■ **Texto fornecido**:
Modos de se fAzer uM progrAMA coMunitário
Existem várias formas de se fazer rádio ou televisão. Mas o que não
pode faltar numa emissora comunitária é música, jornalismo, serviços e
informação.
1. Um programa de rádio ou TV pode conter os seguintes gêneros:
Informativo - Educativo - De entretenimento - Participativo - Cultural - Religioso - De mobilização social - Publicitário...
2. Ainda pode ser:
Infantil - Juvenil - Feminino - Da terceira idade - Rural - Urbano - Sindical ...
3. Criatividade
Seja ágil. Invente. Crie. Ao fazer um programa mescle música com
informação, entrevistas, reportagens, efeitos sonoros, e, no caso da
TV, visuais, . Ninguém suporta uma programa monótono. Seja vibrante.
Comunicação é energia. Valorize cada palavra. Elas devem passar a
emoção que carregam. Não "leia" um texto - dramatize,
invente, crie.
4. Sabe com quem está falando?
Saiba para quem está se dirigindo. Qual é o seu público? É gente rica
ou pobre? Homens ou mulheres? Em que trabalham? Não esqueça: é o
ouvinte quem põe o sentido das coisas, não a mensagem. O ouvinte só
escuta o que lhe interessa. Além do mais tem o clima. As pessoas têm
sentimentos e eles favorecem ou atrapalham a recepção de mensagens.
Depois de brigar com a namorada fica difícil escutar um debate
político...
5. Linguagem
Não existe um "português correto". Não exija dos que
fazem rádio comunitária que falem o português ensinado nas escolas.
Este português que dizem ser o "correto"; é uma forma
da elite humilhar as pessoas. De toda população brasileira somente uma
centena de pessoas sabe falar esta língua! Dona Maria que conhece tudo
sobre doces, ou Seu Amaro, um especialista em construções, um
mestre-de-obras de primeira grandeza, conhecem muito bem o seu ofício
mas não tiveram a oportunidade de estudar numa escola. Por isso não
sabem falar este "português correto". Eles, com
certeza, podem ter um programa na rádio, falando do jeito deles. O povo
brasileiro é um povo de várias línguas e muitos sotaques. Cada qual ao
seu jeito deve ter espaço na rádio comunitária. Se a rádio comunitária
abrir espaço unicamente para aqueles que sabem falar o "português correto" então não vai ter ninguém para
falar.

■ **Dados extraídos**:
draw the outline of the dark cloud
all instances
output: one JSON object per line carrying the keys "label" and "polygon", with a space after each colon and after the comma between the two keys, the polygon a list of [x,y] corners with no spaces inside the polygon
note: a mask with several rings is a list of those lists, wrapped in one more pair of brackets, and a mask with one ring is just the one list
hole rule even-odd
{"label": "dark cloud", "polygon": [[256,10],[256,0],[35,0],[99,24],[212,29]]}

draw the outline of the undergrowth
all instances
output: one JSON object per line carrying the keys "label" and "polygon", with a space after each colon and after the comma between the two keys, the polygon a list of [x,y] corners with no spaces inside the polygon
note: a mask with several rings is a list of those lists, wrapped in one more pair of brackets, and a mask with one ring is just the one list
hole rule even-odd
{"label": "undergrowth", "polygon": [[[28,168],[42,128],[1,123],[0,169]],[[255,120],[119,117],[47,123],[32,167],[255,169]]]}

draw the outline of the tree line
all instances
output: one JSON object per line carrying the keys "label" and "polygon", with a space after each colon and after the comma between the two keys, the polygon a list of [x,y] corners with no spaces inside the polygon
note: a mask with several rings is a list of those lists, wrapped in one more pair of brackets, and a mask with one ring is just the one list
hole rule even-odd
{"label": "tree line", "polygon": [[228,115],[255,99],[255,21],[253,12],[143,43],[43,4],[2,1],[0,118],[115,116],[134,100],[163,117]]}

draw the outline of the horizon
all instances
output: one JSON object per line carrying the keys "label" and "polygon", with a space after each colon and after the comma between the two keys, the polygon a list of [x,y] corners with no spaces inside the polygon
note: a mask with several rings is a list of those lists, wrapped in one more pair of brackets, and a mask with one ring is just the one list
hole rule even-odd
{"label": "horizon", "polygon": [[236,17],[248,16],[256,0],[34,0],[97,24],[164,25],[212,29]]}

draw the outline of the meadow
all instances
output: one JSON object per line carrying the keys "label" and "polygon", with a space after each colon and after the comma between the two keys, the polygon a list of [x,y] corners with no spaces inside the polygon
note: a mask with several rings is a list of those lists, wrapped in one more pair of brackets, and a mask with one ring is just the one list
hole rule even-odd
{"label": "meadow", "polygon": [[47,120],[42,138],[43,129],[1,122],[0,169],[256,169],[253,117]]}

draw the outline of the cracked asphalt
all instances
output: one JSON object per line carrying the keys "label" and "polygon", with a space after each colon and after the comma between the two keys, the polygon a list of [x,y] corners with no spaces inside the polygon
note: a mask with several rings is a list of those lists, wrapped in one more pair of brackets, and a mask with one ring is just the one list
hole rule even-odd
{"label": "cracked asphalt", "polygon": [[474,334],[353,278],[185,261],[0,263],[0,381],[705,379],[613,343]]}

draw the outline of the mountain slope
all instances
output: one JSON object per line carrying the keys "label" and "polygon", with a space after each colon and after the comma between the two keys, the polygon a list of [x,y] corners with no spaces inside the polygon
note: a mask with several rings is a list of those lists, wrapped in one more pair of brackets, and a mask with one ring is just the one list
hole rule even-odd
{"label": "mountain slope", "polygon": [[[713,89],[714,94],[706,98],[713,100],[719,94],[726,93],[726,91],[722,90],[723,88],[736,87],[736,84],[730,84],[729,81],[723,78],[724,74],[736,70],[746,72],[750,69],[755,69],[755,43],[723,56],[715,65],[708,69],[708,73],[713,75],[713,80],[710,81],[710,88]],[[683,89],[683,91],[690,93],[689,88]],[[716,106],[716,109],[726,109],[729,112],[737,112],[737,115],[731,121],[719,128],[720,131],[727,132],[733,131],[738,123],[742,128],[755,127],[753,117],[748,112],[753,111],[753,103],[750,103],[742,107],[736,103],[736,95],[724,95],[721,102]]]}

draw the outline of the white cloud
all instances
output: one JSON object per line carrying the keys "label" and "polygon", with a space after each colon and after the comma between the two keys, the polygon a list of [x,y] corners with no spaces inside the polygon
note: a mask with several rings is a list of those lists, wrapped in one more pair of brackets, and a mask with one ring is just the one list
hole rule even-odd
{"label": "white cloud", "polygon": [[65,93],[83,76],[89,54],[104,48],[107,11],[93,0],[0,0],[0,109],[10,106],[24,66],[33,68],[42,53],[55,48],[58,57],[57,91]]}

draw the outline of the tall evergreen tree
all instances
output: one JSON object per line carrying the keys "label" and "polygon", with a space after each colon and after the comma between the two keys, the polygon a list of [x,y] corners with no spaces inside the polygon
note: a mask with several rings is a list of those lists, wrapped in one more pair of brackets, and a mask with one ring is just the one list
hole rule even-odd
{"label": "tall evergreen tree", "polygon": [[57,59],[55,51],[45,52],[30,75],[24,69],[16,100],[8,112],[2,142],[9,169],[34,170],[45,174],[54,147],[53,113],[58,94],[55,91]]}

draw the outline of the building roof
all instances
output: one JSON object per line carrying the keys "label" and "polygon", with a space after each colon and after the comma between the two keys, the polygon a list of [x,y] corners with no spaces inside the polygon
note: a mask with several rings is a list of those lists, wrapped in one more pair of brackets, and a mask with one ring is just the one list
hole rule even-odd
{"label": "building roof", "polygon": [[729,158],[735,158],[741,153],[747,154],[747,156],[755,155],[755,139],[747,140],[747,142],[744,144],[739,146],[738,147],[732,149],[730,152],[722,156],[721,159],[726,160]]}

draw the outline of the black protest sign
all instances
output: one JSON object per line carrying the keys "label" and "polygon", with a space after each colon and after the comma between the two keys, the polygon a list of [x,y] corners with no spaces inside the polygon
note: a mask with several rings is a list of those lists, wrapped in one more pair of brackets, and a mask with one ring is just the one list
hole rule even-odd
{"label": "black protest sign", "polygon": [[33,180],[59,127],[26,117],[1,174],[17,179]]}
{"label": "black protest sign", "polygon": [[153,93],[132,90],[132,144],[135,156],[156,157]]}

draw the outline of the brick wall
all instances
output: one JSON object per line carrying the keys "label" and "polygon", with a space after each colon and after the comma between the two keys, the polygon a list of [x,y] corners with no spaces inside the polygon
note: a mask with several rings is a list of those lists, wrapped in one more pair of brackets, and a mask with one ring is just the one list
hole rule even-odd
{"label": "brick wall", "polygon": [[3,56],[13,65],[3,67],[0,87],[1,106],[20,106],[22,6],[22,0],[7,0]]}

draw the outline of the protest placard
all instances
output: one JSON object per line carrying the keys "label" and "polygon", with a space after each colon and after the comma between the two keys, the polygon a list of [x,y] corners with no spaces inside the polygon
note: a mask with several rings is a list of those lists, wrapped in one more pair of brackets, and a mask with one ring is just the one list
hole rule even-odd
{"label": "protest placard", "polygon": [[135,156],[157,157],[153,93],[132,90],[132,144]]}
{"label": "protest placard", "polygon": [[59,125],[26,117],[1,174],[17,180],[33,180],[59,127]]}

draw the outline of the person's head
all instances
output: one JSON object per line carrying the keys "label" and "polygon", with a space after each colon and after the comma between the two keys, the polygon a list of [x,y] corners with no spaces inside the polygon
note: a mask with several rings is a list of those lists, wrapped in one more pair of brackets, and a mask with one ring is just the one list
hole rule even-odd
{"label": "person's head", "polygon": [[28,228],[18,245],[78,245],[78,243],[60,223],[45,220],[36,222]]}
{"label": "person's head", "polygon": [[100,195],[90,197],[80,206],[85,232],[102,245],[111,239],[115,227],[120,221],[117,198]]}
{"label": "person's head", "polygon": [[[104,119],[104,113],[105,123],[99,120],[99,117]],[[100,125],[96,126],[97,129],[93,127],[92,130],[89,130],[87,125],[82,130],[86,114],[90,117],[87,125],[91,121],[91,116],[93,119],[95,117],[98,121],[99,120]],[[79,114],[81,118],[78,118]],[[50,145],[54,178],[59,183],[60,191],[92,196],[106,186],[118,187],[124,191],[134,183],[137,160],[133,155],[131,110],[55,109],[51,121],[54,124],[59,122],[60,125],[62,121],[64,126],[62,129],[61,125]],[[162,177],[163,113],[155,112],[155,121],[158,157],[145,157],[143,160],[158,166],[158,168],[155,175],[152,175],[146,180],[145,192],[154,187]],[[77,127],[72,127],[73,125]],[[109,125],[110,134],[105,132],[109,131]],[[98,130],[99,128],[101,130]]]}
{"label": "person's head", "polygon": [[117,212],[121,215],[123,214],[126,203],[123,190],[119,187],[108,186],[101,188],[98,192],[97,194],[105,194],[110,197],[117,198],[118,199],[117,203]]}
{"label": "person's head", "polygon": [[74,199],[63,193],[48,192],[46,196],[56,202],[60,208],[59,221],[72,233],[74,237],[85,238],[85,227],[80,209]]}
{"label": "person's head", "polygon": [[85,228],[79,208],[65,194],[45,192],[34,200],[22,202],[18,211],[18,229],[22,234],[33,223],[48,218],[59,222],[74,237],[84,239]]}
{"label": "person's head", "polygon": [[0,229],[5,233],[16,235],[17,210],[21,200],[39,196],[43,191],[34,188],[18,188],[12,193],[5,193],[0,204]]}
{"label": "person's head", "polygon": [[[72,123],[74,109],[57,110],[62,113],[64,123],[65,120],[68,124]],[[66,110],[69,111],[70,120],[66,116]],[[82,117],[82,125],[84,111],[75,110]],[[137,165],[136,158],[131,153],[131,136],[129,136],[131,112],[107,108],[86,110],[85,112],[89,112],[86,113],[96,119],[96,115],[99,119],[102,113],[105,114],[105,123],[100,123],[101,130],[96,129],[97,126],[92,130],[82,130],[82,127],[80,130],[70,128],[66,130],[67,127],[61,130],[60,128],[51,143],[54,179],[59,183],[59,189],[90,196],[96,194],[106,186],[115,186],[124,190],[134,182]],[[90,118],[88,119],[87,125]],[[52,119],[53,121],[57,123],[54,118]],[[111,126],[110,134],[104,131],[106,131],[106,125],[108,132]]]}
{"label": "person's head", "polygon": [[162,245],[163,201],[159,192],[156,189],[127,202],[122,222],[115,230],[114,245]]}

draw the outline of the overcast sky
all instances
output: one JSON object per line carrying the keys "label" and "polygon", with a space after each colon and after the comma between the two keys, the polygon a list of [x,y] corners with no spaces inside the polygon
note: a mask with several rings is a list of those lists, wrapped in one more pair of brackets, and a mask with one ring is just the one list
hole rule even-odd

■ **Sua tarefa**: Você pode reescrever de forma mais breve, mantendo os fatos principais, o parágrafo do texto sobre programas comunitários que começa com "Saiba para quem está se dirigindo"?

■ **Resposta escrita**: Conheça seu público: se é rico ou pobre, homem ou mulher, e em que trabalha. Quem dá sentido às coisas é o ouvinte, não a mensagem, e ele só escuta o que lhe interessa. Os sentimentos das pessoas também favorecem ou atrapalham a recepção. Depois de brigar com a namorada, por exemplo, fica difícil escutar um debate político.